CONSEGNA A –
Traduci in inglese questa frase della fonte riportata qui sotto: "In data 26 novembre 2024, l’Agenzia regionale per la prevenzione e la protezione ambientale del Veneto ha depositato la relazione richiesta."

FONTE –
6. In data 20 novembre 2024, le società appellanti hanno depositato una memoria nella quale dichiarano che “... è venuto meno l’interesse alla decisione nel merito con riferimento al motivo di appello n. 4, con cui si contestava la legittimità delle prescrizioni superate mediante l’adozione del PRGR Veneto (diverse, dunque, da quella attinente al tenore di efficienza di azoto pari ad 1), ed al motivo di appello n. 6 limitatamente a quanto dedotto ai par. 6.3, 6.4, 6.5 e 6.6, ove sono state reiterate e riproposte le censure – formulate nel ricorso introduttivo ma non esaminate dal TAR Veneto nella sentenza appellata – relative a plurime forme di eccesso di potere in cui è incorsa Regione Veneto adottando le medesime prescrizioni poi superate dall’entrata in vigore del PRGR”; hanno dichiarato che permane l’interesse alla decisione con riguardo a quanto dedotto nei motivi nn. 1, 2, 3, 5, e ai paragrafi 6.2. e 6.7 del motivo n. 6 del ricorso in appello.
7. In data 26 novembre 2024, l’Agenzia regionale per la prevenzione e la protezione ambientale del Veneto ha depositato la relazione richiesta.
8. Con memoria depositata in data 10 gennaio 2025, le società appellanti, richiamate le conclusioni dell’Agenzia regionale per la prevenzione e la protezione ambientale del Veneto, hanno insistito per l’accoglimento dell’appello.
9. Analoga richiesta di accoglimento dell’appello è stata formulata anche dal Consorzio Italiano Compostatori nella memoria depositata in data 13 gennaio 2025.

MATERIALE FORNITO –
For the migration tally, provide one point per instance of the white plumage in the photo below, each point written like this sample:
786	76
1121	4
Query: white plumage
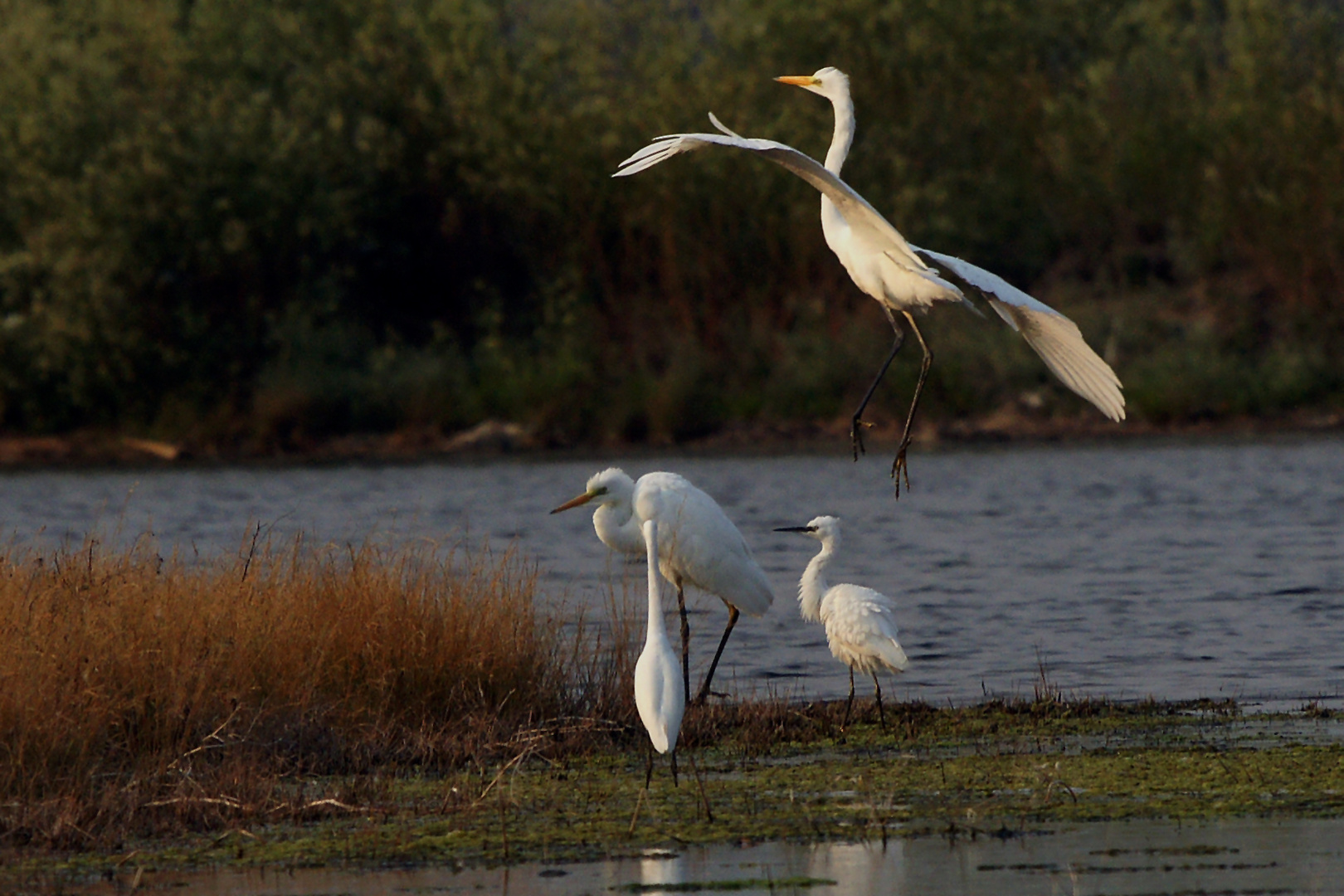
860	622
698	546
899	275
657	681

CONSEGNA B –
Riscrivi tutti i record qui sopra sostituendo ogni occorrenza di "white plumage" con "black plumage" e lasciando invariato tutto il resto. Ometti le immagini.

RISULTATO A –
On November 26, 2024, the Regional Agency for Environmental Prevention and Protection of Veneto filed the requested report.

RISULTATO B –
For the migration tally, provide one point per instance of the black plumage in the photo below, each point written like this sample:
786	76
1121	4
Query: black plumage
860	622
698	546
899	275
657	681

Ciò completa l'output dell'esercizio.